**RECORDS FOR THIS TASK**

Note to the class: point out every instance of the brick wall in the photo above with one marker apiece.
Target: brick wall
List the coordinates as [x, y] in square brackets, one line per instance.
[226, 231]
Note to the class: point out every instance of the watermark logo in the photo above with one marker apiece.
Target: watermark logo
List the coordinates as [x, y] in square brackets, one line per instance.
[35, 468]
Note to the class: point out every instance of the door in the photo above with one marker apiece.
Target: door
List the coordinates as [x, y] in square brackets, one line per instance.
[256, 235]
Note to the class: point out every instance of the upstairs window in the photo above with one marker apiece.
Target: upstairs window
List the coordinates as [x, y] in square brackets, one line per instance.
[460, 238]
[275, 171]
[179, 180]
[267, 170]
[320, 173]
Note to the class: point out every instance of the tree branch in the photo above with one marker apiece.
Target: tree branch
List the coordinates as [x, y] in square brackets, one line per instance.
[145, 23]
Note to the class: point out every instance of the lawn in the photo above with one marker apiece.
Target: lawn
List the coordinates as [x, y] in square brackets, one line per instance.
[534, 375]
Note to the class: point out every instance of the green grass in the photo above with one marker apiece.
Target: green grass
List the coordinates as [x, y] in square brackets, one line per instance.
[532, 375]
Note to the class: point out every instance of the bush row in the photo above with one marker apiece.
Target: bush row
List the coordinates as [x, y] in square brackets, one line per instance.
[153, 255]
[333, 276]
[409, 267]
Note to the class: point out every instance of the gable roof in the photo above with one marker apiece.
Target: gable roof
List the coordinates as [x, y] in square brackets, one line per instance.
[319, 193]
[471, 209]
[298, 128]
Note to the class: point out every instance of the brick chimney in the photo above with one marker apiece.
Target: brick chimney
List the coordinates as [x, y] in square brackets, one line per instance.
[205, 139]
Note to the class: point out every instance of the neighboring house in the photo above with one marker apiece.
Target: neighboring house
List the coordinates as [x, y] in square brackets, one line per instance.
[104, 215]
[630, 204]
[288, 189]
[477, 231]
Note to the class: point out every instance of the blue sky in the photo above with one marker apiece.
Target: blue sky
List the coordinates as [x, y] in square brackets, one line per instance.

**EXERCISE DESCRIPTION**
Can you retype all of the data above line for line, changing nothing?

**EXERCISE ANSWER**
Note to the class: point out every instance of the brick wall in the photo above with one marker apiece.
Target: brick wall
List the coordinates as [x, y] in square brackets, one line per instance.
[226, 231]
Note to the class: point out every instance of the watermark logo in the photo above with one marker apiece.
Target: watermark logo
List the coordinates as [x, y] in square brackets, one line per instance.
[35, 468]
Note to the class: point out every instance of the door in the photo above with one marker apiece.
Target: door
List the coordinates as [x, y] in square brackets, one line per instance.
[256, 235]
Note to the class: point out every instance of the upstairs window in the photo above with one marker apiece.
Target: upstairs window
List the coordinates as [x, y] in square brackets, one line per instance.
[460, 238]
[275, 171]
[179, 180]
[267, 170]
[320, 173]
Note to the class: point out every instance of the tree branch in the photo above with one marker apiece.
Target: tree branch
List the coordinates as [x, y] in square brackets, one line per instance.
[145, 23]
Note to the class: point out every instance of the lawn in the photo above with one marker apiece.
Target: lawn
List the coordinates as [x, y] in square brackets, one line per instance.
[534, 375]
Note to the class: point out every instance of the green grass in the photo above with one marker apiece.
Target: green grass
List the coordinates as [x, y] in square brackets, one line per instance.
[532, 375]
Note to the class: point out every instance of the bush row in the photo above with one marker apiece.
Target: bush row
List the coordinates as [x, y] in square brackets, one line per instance.
[153, 255]
[333, 276]
[409, 267]
Note to the class: point out every instance of the gable roof in the photo above with one marker apiece.
Target: gable roof
List the coordinates as [x, y] in square brackets, one line per instance.
[319, 193]
[471, 209]
[298, 128]
Note to the class: point out every instance of the brick chimney in the photo above with one marker apiece.
Target: brick chimney
List the coordinates as [x, y] in square brackets, one line per instance.
[205, 139]
Note to the class: point out every instance of the neighboring house in the photo above with one marker apiece.
Target: neighboring house
List the coordinates as [x, y] in square brackets, one line per instance.
[104, 215]
[630, 204]
[288, 189]
[477, 231]
Note to the class: point out every instance of the blue sky in the photo above with one marker apiece.
Target: blue sky
List the coordinates as [x, y] in square brackets, one line per instance.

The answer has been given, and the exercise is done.